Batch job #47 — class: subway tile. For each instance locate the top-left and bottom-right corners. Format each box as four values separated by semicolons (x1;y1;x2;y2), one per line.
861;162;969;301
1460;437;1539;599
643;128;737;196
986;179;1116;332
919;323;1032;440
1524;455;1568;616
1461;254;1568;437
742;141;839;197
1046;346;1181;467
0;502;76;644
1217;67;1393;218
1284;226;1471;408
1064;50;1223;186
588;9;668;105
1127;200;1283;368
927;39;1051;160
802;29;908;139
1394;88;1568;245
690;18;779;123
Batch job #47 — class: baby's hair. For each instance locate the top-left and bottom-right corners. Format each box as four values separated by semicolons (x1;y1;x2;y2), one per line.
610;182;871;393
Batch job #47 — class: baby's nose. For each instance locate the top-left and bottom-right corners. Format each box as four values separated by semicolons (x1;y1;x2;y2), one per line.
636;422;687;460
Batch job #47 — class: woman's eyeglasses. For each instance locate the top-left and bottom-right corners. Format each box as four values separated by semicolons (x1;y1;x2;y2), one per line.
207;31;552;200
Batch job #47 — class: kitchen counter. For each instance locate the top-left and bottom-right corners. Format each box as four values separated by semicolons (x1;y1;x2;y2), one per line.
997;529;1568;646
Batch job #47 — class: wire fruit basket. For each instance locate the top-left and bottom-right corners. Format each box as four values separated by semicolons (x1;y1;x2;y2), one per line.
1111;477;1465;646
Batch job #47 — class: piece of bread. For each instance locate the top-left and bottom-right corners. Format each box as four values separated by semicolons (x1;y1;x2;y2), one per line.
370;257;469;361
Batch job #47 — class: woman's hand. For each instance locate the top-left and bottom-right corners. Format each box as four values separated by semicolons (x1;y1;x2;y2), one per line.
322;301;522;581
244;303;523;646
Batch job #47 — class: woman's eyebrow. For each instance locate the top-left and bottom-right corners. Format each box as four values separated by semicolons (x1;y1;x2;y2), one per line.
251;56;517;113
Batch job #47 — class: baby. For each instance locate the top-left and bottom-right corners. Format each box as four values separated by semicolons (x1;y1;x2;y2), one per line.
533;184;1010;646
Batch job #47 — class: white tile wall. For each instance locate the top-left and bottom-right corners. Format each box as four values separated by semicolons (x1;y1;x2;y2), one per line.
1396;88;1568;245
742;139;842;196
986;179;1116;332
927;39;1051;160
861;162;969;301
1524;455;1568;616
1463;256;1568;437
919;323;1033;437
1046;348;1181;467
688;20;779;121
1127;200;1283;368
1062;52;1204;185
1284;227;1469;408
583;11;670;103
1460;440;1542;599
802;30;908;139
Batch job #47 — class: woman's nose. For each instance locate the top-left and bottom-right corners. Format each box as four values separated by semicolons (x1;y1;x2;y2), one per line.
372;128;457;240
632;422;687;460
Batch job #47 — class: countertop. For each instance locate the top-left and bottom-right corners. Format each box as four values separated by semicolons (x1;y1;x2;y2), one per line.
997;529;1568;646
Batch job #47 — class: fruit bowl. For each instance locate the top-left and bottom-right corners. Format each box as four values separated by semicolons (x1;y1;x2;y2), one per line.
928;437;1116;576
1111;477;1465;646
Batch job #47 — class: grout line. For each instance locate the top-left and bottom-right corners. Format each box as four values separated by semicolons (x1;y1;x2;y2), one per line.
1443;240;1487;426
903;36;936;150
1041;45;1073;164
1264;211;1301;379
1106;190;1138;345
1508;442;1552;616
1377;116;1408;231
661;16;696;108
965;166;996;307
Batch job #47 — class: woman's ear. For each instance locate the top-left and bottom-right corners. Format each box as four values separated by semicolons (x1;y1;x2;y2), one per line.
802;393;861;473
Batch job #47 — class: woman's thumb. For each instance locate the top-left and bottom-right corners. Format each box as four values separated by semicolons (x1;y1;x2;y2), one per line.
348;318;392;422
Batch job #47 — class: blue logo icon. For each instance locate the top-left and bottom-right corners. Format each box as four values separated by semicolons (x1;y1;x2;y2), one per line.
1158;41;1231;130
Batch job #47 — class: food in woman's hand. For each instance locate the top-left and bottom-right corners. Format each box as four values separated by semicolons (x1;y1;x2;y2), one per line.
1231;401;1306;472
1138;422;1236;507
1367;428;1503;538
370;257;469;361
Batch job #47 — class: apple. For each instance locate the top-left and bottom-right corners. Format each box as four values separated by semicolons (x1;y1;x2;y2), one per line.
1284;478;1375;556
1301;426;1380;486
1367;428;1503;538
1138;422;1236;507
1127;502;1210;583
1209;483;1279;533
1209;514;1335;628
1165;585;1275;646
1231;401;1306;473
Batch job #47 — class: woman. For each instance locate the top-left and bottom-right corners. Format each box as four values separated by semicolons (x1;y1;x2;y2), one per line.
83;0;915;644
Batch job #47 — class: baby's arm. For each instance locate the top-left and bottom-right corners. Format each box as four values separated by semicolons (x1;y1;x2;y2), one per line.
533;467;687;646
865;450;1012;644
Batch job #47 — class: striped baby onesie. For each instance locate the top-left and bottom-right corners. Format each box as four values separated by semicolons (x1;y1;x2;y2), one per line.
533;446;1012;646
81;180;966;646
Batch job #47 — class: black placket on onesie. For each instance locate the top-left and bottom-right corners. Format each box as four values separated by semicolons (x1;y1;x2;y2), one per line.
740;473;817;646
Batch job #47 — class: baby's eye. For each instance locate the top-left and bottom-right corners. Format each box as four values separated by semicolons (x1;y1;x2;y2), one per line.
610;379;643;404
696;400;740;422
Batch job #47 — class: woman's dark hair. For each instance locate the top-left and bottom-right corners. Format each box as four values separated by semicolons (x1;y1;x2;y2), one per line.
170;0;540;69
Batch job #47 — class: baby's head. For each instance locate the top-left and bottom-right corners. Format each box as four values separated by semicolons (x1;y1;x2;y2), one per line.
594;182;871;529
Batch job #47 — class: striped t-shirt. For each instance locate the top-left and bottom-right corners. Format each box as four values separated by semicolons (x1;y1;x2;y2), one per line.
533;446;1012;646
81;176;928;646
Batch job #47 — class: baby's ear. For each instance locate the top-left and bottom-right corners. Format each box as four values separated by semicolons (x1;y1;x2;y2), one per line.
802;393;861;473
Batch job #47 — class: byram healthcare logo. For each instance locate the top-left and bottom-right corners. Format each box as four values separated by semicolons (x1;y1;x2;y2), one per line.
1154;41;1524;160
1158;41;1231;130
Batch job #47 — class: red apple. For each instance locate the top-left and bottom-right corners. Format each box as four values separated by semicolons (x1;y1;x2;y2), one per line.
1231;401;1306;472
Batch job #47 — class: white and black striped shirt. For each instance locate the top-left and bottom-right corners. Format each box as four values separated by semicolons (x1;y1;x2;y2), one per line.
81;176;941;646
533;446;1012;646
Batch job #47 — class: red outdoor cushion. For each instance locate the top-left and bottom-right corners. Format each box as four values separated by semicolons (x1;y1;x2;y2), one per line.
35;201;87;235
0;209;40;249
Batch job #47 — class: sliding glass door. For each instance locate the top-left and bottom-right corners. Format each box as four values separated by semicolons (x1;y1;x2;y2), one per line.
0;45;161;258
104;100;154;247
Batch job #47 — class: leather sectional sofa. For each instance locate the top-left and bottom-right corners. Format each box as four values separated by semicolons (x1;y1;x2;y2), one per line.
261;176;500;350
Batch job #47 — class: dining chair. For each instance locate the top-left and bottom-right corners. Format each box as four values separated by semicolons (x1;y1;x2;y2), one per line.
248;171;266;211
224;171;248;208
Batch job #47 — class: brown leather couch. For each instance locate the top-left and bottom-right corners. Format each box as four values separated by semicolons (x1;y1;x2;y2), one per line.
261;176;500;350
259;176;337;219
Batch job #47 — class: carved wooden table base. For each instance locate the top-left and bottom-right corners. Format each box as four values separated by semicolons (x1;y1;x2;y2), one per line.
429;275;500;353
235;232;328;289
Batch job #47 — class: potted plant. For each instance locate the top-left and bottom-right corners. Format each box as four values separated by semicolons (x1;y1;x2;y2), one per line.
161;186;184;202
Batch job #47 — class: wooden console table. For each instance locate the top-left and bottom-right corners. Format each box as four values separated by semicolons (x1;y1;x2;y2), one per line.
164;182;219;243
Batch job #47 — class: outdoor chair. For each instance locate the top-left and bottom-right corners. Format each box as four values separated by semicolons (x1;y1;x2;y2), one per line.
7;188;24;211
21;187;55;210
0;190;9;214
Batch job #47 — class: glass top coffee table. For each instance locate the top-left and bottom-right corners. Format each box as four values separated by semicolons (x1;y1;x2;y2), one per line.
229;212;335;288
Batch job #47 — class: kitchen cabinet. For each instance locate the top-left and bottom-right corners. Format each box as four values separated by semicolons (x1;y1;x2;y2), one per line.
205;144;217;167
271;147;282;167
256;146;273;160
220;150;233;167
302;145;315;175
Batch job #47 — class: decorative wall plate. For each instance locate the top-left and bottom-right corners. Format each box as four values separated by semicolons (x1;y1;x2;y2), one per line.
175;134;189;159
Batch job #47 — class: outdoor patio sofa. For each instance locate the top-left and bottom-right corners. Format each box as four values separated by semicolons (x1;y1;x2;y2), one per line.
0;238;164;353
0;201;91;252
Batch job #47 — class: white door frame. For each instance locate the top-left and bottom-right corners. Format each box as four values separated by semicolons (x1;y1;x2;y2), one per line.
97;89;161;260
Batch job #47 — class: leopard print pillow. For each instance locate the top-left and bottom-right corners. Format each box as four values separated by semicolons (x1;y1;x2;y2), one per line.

• • • • • • •

[The task]
Please copy the material from the line with "Batch job #47 — class: woman's nose." to the line with "965;166;996;307", replacing "fruit bowl" with "serving bowl" and leaving everything else unchanged.

[The output]
Batch job #47 — class: woman's nose. For each instance locate the top-left and bottom-right corners. Format each box as four values separated by semicolons (x1;y1;x2;y2), one per line.
372;128;457;240
632;422;687;460
Batch job #47 — class: countertop. For each instance locate the top-left and bottom-right corners. Format each box as four values separated by semicolons (x1;y1;x2;y2), one per line.
997;529;1568;646
Batch job #47 — class: serving bowl. For each instance locate the top-left and bottom-right corners. Format each box as four values separated by semicolons (x1;y1;x2;y2), one per line.
928;437;1116;576
1111;477;1465;646
Batch job #47 — class: grout line. For each instance locate the top-left and bottom-right corners. Format each box as four values separated by semicolons (x1;y1;x2;y2), one per line.
1443;240;1487;426
903;36;936;150
1041;45;1073;164
1264;211;1301;379
1106;190;1138;345
1508;442;1552;616
1377;116;1408;231
661;16;696;108
965;166;996;307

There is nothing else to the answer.